**TASK DESCRIPTION:** Output the records exactly as they appear, with no pictures included.

(Excerpts of location labeling data)
◆ ◆ ◆ ◆ ◆

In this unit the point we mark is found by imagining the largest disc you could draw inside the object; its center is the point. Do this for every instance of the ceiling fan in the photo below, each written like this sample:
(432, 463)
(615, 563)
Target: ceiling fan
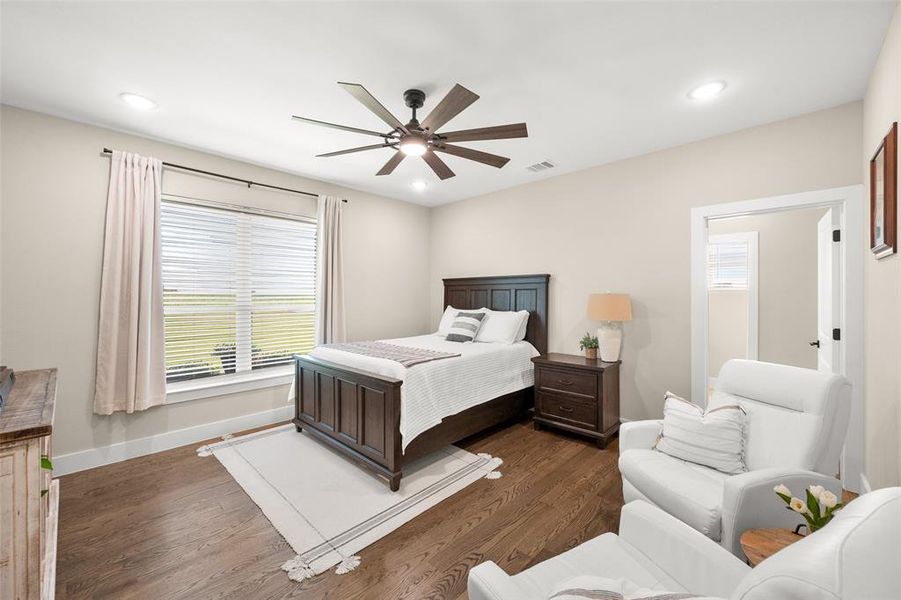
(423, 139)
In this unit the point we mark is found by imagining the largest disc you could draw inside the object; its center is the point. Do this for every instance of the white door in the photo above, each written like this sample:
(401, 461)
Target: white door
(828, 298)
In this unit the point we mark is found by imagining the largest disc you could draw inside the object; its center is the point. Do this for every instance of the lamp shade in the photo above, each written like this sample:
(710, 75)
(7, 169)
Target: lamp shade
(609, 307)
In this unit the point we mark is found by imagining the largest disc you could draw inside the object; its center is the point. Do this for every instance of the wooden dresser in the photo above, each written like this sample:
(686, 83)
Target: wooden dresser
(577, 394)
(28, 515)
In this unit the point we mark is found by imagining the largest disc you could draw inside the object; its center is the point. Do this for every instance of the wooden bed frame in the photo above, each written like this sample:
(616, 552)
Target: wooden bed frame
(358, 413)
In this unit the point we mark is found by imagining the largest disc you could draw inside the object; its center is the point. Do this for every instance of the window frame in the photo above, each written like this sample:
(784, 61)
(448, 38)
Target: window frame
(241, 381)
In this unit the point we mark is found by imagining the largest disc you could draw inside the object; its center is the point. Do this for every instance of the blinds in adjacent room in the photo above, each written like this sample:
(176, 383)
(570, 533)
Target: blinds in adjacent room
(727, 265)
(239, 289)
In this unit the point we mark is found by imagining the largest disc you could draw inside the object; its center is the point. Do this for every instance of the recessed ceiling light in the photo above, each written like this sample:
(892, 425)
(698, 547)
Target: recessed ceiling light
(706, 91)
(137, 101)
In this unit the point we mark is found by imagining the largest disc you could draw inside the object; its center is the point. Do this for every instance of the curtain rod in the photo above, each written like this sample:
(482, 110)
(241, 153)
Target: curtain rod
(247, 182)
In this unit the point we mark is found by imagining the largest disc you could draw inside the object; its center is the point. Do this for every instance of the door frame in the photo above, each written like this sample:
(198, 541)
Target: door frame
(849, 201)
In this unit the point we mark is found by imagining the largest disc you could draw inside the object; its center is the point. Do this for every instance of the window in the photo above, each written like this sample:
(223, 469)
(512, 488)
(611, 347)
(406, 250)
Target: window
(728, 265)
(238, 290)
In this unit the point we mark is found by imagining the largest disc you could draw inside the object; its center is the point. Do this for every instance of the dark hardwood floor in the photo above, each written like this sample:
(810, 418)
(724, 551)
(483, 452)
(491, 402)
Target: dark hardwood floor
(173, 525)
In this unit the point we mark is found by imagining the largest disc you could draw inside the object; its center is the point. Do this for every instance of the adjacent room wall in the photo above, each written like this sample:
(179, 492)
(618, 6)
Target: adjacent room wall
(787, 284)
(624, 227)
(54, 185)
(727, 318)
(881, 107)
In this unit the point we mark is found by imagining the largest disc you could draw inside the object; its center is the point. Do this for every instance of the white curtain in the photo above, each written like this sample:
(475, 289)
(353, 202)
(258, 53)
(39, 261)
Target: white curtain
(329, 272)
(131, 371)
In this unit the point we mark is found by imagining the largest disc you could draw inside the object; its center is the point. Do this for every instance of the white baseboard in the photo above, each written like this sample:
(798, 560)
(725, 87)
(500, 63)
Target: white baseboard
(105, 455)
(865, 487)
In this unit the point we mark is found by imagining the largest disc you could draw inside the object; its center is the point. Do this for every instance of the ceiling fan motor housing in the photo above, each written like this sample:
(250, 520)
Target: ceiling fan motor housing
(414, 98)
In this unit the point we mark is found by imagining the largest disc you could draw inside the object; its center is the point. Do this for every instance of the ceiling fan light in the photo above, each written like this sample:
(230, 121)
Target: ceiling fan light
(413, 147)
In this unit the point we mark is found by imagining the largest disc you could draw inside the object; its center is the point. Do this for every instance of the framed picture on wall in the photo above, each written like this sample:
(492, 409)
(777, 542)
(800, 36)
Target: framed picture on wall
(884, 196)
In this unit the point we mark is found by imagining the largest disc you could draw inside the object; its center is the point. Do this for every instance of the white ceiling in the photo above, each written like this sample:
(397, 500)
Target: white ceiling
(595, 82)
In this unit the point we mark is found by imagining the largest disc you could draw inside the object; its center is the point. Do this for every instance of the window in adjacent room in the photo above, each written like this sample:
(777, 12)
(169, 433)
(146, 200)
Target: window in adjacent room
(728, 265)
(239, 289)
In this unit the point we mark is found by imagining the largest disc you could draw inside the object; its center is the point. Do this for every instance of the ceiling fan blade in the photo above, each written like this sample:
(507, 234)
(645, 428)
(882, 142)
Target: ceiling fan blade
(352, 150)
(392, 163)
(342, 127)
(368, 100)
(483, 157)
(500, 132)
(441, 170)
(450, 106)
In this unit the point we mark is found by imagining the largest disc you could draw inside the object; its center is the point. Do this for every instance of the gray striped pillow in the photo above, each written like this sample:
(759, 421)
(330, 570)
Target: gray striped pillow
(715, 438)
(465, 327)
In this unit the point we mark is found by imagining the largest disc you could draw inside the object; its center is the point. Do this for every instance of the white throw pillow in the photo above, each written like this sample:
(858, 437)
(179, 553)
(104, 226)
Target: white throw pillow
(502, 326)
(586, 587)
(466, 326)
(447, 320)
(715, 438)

◆ ◆ ◆ ◆ ◆

**OUTPUT FOR THIS EXERCISE:**
In this unit the point we mark is found by imagining the largest disc you could draw inside the object; its center is the point. Do this for every instance of the ceiling fan in the photo below, each written like this sample:
(432, 463)
(615, 563)
Target: ceiling fan
(423, 139)
In this unit the point we mark is found by imagining the largest disc you could draw inside the object; its center is the point. Do this for every instance of the white door in the photo above, each written like this sample:
(401, 461)
Target: white door
(828, 298)
In this unit the point we mark is found by imagining the largest disc you could draw inside the object; its center is the point. Do this for every instance of the lamp shade in the photo above, each written like this sample:
(710, 75)
(7, 169)
Target: lamp shade
(609, 307)
In this unit the point we mark is found by imagining the largest disc you could draw inside the object; its center is the point. Do this for every instance of the wooden dresser in the photo above, each written like this sample:
(686, 83)
Target: wooden dresser
(577, 394)
(28, 515)
In this unit the point we mark is found by imagining the largest disc you could draw inside the object; its center is the point. Do this for every instance of the wooden bed frame in the photo above, each written like this sample:
(616, 552)
Target: wooden bed frame
(358, 413)
In this unit the point we mark is found by imagining the largest disc you could draw inside the object; its center is the point. Do this for every instance of the window frame in the photo above, each written like this sample:
(784, 61)
(448, 38)
Target: window frame
(241, 381)
In this unit the point we mark is found by imagining the largest disc you could draw inside the object; its center is the point. Do this for every instance of the blinds in adjacent room in the photo above, each written like this sample:
(176, 383)
(570, 533)
Target: blinds in adjacent room
(727, 265)
(239, 289)
In this unit the point we mark is found by imagining the largest disc you could draw inside the object; its center is the point. Do this for every instance of the recessed ceiling light in the photo above, each written like this sample:
(892, 425)
(698, 547)
Target: recessed ceiling light
(706, 91)
(137, 101)
In this unit the point we mark is found by imagining the largest disc you could draw inside the object; its center is the point. Do this for every instance of the curtain rod in the photo above, each written like this sample:
(482, 110)
(241, 153)
Target: curtain rod
(247, 182)
In this unit the point we mark is found by imagining the largest disc you could draw inside the object; its center is the point. Do this for every instance of the door frame in the photo above, each written like this sample:
(198, 541)
Target: door frame
(849, 201)
In this unit the point we mark is found by imagining the largest disc you could draw inside the object; its center is the point. Do this for every instance of the window in the photo above, each written like this sample:
(223, 469)
(512, 488)
(611, 347)
(406, 250)
Target: window
(728, 265)
(238, 290)
In this unit the point we mark is found by imagining the largest disc you could draw inside the object; its center is the point. Do this for every instance of the dark hardwood floor in the photo above, each written like this sample:
(810, 418)
(724, 551)
(483, 452)
(491, 402)
Target: dark hardwood floor
(173, 525)
In this unit the point we mark is found by imagining the largest disc you could draw inside the object; its center is the point. Do this for every instance of the adjacent room wall in the photo above, each written like this sample:
(179, 492)
(618, 6)
Target: adjacent room wall
(787, 284)
(624, 227)
(54, 185)
(727, 318)
(881, 107)
In this unit the point we mark is found by imagining the largest disc you could draw inside the object; its center is the point. Do this for every instance of the white curtain in the photo above, each written like this sample:
(475, 289)
(353, 202)
(258, 53)
(39, 261)
Target: white curtain
(329, 272)
(131, 371)
In this unit the point we mark is found by imagining the largest disc you could draw inside the object; its center is the point. Do this for every instance of the white baseboard in the photo above, each written like this sample:
(798, 560)
(725, 87)
(500, 63)
Target: white baseboard
(105, 455)
(865, 487)
In this unit the point we mark is found by imagining the largest disc you could draw inside the object; its center is the point. Do this for every instance of the ceiling fan motor housing in the photo above, each written like this sample:
(250, 520)
Target: ceiling fan motor housing
(414, 98)
In this unit the point we mark is found by imagining the largest disc you could draw inside the object; its center is the point. Do this for every instance of the ceiling fan light in the photo above, each written like this sample:
(230, 121)
Target: ceiling fan light
(413, 147)
In this unit the point we mark is found by imagining the largest disc you could draw inside the object; its center is the point. Do this for every instance of the framed picture on wall in the photo above, each written like this sample:
(492, 409)
(777, 542)
(800, 36)
Target: framed picture on wall
(884, 196)
In this unit the point we mark is found by imagining the largest disc you could draw inside the object; its center is the point. Do this for every instance of the white ceiling in the photo above, each written like this sample:
(397, 500)
Target: white ceiling
(595, 82)
In this unit the point we mark is found by imagining the largest disc you could draw inside the object; its center is the point. Do this for every instance of the window in adjacent room in the photo above, each written like this sample:
(777, 12)
(169, 433)
(146, 200)
Target: window in adjacent room
(728, 265)
(239, 289)
In this unit the point we mark is found by imagining the largest disc you could draw inside the object; its center is the point. Do this for every instance of the ceiling fan blade in the photo above, each written like this sample:
(507, 234)
(645, 428)
(882, 142)
Target: ceiling fan blade
(352, 150)
(392, 163)
(342, 127)
(368, 100)
(483, 157)
(500, 132)
(441, 170)
(450, 106)
In this unit the point we mark is found by imagining the largest disc you could draw inside the object; its center is the point. Do this for every instance of the gray striped pillow in the photo above, each written like this sample:
(759, 421)
(330, 570)
Target: gray striped pillow
(715, 438)
(465, 327)
In this unit the point we mark is found by imagining the largest disc you could draw inside the object; its center is the point. Do this for every instance of the white throw pillow in the photo above, each written like this sample:
(858, 437)
(179, 553)
(104, 226)
Target: white throw pillow
(502, 326)
(586, 587)
(466, 326)
(447, 320)
(715, 438)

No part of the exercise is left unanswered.